- [AUFGABENSTELLUNG]:
Zähle die Zeilen der folgenden Auflistung, in denen die Zeichenfolge „carved“ vorkommt, und beachte dabei die Groß- und Kleinschreibung. Gib nur die Anzahl an.

[Zeilen aus einem Datensatz]
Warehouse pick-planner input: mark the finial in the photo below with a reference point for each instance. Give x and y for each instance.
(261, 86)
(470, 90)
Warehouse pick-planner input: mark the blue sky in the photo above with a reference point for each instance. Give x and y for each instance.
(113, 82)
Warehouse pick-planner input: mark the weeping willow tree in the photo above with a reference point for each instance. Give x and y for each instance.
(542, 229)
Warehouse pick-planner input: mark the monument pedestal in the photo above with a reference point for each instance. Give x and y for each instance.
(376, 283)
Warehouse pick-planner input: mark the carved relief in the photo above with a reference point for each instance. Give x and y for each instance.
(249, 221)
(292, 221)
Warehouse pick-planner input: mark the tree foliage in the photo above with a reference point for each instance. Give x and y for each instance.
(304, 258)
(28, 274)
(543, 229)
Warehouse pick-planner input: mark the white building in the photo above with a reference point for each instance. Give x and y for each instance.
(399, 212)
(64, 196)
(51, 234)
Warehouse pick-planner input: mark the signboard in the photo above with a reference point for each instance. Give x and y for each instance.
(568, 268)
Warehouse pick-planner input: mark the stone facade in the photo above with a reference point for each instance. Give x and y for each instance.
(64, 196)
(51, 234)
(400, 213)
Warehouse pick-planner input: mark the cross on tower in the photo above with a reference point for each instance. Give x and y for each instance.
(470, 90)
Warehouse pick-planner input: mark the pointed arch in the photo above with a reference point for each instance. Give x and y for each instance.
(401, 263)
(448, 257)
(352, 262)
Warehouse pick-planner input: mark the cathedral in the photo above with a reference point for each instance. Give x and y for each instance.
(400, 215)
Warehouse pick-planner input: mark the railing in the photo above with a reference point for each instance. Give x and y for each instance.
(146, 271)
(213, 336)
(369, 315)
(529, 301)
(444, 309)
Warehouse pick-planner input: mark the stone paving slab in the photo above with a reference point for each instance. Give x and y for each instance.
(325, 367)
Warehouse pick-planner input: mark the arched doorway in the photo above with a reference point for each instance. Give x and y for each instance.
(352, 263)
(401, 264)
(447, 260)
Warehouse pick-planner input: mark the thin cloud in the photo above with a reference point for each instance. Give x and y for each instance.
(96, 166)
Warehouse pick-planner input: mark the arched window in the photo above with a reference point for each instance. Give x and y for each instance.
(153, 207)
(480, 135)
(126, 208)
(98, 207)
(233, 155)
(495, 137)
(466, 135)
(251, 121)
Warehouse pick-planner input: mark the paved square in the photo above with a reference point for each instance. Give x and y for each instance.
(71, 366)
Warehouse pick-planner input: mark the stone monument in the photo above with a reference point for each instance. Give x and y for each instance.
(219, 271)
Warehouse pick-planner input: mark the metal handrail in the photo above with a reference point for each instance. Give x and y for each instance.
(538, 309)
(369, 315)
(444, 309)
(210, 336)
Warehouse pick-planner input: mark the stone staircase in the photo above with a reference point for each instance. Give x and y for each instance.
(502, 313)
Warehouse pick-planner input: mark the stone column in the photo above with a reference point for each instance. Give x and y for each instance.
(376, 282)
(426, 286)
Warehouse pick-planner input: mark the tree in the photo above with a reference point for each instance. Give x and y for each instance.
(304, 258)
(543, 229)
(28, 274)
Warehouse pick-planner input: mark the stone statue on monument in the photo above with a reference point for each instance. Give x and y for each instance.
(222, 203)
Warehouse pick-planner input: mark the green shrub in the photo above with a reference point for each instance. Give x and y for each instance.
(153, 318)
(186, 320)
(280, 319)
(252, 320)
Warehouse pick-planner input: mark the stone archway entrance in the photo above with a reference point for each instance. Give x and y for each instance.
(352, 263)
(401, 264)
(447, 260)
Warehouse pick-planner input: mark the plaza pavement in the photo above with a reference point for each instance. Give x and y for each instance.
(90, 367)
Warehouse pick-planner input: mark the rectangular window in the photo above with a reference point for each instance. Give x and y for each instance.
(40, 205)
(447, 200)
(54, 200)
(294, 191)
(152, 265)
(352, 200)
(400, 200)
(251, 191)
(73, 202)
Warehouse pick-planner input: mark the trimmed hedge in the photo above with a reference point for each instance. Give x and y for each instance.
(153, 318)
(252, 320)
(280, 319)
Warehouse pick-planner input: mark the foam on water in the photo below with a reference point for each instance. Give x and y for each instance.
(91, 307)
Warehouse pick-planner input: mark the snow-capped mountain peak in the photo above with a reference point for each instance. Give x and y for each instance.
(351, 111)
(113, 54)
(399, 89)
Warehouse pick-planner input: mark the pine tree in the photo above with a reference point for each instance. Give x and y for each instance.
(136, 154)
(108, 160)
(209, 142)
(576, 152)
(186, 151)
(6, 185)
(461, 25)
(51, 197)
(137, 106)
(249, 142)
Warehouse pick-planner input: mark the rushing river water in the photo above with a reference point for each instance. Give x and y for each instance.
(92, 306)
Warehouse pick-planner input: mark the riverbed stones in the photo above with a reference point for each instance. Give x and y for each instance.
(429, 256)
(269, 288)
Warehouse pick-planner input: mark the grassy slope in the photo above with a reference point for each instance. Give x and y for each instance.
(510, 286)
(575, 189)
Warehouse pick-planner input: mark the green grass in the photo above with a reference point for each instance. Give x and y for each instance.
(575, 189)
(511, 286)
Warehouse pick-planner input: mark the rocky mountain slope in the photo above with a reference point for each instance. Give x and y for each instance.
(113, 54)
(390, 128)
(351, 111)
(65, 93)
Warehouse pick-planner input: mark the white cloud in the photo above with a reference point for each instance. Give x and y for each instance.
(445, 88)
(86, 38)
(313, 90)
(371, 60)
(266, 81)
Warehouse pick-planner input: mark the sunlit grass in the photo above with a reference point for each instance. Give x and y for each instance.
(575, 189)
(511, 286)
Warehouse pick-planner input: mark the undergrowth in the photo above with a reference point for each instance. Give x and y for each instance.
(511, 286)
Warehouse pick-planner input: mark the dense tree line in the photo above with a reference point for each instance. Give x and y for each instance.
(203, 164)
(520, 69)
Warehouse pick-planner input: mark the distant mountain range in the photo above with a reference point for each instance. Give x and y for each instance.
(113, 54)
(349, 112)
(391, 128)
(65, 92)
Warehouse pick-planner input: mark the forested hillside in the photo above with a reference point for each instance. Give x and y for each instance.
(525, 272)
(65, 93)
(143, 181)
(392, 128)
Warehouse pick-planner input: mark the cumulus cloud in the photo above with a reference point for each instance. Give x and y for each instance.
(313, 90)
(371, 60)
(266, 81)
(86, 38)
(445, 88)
==
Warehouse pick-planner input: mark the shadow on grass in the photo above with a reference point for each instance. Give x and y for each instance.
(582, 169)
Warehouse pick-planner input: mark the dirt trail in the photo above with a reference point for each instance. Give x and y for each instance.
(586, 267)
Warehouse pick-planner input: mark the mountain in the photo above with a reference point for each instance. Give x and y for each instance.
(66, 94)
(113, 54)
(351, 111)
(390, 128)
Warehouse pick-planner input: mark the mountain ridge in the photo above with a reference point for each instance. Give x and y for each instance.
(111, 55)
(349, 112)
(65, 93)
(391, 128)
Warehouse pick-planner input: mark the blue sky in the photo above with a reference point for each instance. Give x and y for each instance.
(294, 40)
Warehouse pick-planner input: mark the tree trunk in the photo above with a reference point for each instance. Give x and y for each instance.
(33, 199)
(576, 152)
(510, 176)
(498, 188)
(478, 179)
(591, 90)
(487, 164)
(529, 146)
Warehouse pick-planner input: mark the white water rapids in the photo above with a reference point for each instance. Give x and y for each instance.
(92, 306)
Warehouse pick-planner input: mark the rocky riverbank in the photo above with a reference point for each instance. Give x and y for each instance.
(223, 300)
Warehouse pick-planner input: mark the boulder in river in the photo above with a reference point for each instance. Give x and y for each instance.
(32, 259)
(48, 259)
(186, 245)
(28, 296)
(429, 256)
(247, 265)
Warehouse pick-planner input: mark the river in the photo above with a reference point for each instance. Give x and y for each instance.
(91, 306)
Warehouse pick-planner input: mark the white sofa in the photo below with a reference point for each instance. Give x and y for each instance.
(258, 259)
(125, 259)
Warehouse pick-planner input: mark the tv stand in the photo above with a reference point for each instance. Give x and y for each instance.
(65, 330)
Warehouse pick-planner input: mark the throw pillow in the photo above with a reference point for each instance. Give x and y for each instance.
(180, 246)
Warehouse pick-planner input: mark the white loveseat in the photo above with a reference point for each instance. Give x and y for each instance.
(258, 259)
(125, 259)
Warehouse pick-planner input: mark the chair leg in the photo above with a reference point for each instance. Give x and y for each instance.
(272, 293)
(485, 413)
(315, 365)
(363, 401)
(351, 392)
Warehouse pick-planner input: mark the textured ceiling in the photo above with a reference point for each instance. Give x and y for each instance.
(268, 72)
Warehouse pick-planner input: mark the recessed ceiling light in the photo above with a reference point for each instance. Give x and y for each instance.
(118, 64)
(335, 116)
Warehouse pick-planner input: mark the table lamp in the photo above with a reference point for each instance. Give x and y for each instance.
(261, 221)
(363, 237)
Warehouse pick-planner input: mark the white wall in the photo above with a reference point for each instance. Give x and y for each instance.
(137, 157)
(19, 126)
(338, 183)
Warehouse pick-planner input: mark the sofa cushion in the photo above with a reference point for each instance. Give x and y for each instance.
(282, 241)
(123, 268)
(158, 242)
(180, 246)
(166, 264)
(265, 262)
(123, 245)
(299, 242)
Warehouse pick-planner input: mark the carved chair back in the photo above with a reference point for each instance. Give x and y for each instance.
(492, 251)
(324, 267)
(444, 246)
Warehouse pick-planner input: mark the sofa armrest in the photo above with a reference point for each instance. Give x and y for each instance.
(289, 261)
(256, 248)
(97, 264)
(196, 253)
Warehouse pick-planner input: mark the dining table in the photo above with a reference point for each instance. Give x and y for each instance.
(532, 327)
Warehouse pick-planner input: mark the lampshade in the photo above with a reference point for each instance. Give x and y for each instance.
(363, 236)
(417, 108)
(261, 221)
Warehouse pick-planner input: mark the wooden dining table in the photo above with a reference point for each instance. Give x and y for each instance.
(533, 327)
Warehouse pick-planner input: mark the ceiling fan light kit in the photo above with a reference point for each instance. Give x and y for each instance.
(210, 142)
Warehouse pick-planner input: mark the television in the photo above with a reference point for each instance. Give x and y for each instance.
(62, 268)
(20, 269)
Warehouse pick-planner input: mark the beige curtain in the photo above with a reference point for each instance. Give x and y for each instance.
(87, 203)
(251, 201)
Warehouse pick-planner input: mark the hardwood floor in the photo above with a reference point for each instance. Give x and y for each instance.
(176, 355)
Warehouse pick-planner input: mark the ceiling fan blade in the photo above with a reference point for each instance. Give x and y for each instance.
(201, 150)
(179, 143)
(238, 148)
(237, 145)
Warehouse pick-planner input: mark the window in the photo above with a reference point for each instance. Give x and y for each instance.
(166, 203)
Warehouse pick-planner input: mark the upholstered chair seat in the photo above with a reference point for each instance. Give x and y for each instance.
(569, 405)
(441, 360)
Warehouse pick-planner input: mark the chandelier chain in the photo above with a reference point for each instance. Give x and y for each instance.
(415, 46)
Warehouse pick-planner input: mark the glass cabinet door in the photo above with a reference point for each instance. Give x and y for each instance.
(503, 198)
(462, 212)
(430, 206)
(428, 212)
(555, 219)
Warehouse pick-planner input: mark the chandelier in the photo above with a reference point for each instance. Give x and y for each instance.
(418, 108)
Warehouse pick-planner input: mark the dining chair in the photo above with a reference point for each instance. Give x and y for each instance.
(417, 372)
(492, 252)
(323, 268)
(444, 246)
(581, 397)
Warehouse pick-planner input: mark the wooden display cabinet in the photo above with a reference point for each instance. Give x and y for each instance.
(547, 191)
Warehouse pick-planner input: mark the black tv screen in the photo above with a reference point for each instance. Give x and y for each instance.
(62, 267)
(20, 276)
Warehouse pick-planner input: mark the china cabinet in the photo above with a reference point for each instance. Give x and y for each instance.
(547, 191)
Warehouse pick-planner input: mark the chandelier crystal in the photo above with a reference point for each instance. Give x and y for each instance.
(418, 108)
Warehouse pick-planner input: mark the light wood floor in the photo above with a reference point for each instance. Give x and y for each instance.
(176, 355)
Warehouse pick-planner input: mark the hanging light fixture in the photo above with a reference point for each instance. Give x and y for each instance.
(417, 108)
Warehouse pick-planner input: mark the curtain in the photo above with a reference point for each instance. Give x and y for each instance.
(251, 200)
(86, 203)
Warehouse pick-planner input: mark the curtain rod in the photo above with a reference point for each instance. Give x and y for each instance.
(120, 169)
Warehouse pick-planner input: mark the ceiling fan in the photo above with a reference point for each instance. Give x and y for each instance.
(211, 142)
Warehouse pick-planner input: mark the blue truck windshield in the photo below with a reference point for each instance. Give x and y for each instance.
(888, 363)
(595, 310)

- [MUSTERLÖSUNG]:
2